Passage:

Ben Lyons (born October 8, 1981) is an American entertainment reporter and sportscaster. He is the co-host of Bonjour Sports Talk on Amazon Prime Video Sports Talk.

Early life
Lyons is the son of entertainment reporter Jeffrey Lyons and the grandson of the American newspaper columnist Leonard Lyons.

Career
Lyons started his own production company in 2002 and produced segments for the TV show, Hip-Hop Nation. In 2004, MTV hired him to co-host Your Movie Show. In 2006, Lyons hosted entertainment segments on The Daily 10. In addition, he began to write a column for E! Online called "The Lyons Den".  Lyons hosted My Family's Got GUTS, on Nickelodeon and has appeared in Disaster Movie and The House Bunny. He is a regular contributor to Good Morning America. In 2012, Lyons left E! and became a correspondent on Extra.  Lyons also joined ESPN as a commentator in 2012.

In September 2008, Lyons became a co-host of the TV show,  At the Movies. Critics said Lyons lacked a proper understanding of film history, used language that sounded like movie advertising (in order to promote his own profile), and had a conflict of interest with some actors whose movies he reviewed. Roger Ebert gave implied criticism of Lyons in his online blog. Lyons and his co-host, Ben Mankiewicz, were fired from the program less than a year later, in August 2009.

Set task A:
Output, unchanged, the part of the rows that opens with the line containing "Task: locate the tree" and continues through the last row, including both of those lines.
The Ben Lyons passage and the rows that come next are unrelated material.

Source data:
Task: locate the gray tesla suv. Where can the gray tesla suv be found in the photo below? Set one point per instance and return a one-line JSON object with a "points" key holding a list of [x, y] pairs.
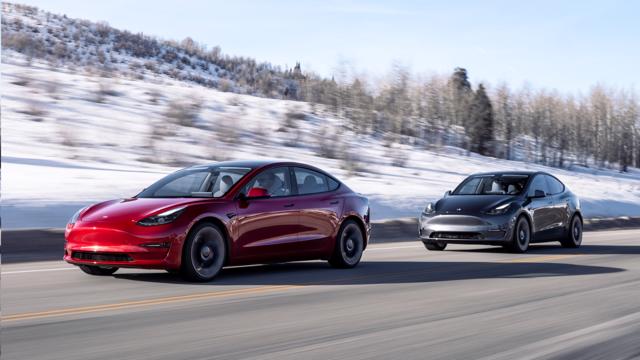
{"points": [[511, 209]]}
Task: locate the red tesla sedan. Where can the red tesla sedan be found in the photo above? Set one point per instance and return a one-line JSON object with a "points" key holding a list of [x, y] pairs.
{"points": [[199, 219]]}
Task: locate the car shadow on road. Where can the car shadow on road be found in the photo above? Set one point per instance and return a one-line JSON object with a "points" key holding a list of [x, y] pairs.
{"points": [[559, 250], [377, 272]]}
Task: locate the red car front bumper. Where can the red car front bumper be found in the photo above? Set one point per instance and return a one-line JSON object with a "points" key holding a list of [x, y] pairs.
{"points": [[156, 247]]}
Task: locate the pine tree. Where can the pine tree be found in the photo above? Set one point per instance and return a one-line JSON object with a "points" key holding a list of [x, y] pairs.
{"points": [[481, 124]]}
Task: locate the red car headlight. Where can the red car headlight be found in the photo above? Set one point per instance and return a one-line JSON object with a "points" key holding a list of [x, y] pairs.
{"points": [[162, 218]]}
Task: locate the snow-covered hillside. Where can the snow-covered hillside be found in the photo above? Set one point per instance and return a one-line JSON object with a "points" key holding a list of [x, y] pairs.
{"points": [[73, 137]]}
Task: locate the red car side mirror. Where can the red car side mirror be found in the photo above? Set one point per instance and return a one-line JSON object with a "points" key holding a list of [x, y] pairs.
{"points": [[257, 192]]}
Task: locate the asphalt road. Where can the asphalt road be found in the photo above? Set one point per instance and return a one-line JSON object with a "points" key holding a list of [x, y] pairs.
{"points": [[402, 302]]}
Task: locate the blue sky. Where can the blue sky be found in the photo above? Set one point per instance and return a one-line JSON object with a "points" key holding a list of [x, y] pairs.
{"points": [[563, 45]]}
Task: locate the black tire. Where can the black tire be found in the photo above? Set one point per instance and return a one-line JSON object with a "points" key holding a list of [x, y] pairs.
{"points": [[349, 246], [521, 236], [573, 238], [204, 253], [98, 270], [434, 245]]}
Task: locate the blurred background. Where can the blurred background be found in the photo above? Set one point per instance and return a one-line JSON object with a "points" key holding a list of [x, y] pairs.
{"points": [[92, 111]]}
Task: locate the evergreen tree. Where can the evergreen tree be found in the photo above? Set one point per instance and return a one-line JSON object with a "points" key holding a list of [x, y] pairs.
{"points": [[481, 125]]}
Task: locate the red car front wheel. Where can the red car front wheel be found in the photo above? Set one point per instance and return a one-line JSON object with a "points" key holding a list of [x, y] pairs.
{"points": [[349, 246], [204, 253]]}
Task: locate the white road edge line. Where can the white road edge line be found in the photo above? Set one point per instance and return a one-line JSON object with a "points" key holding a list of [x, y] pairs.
{"points": [[393, 248], [35, 270], [74, 268]]}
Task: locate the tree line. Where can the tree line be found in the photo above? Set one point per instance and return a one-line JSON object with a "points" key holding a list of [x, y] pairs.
{"points": [[601, 127]]}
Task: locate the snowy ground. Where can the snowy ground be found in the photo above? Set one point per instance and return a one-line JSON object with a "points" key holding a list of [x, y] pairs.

Set task B:
Answer these questions from the Ben Lyons passage:
(i) In what year did Lyons start his own production company?
(ii) Who is Lyons's grandfather?
(iii) In what month and year were Lyons and Ben Mankiewicz fired from At the Movies?

Exercise solution A:
Task: locate the tree line. Where can the tree line be found in the photo above? Set one point per instance and return a one-line JSON object with a "points" key holding a list of [x, y] pairs.
{"points": [[601, 127]]}
Task: locate the snowy ground. Where can the snowy ground be found in the photo above? Set one point per instance and return a one-line JSON object with a "points" key holding a list of [x, y] pairs.

Exercise solution B:
(i) 2002
(ii) Leonard Lyons, an American newspaper columnist
(iii) August 2009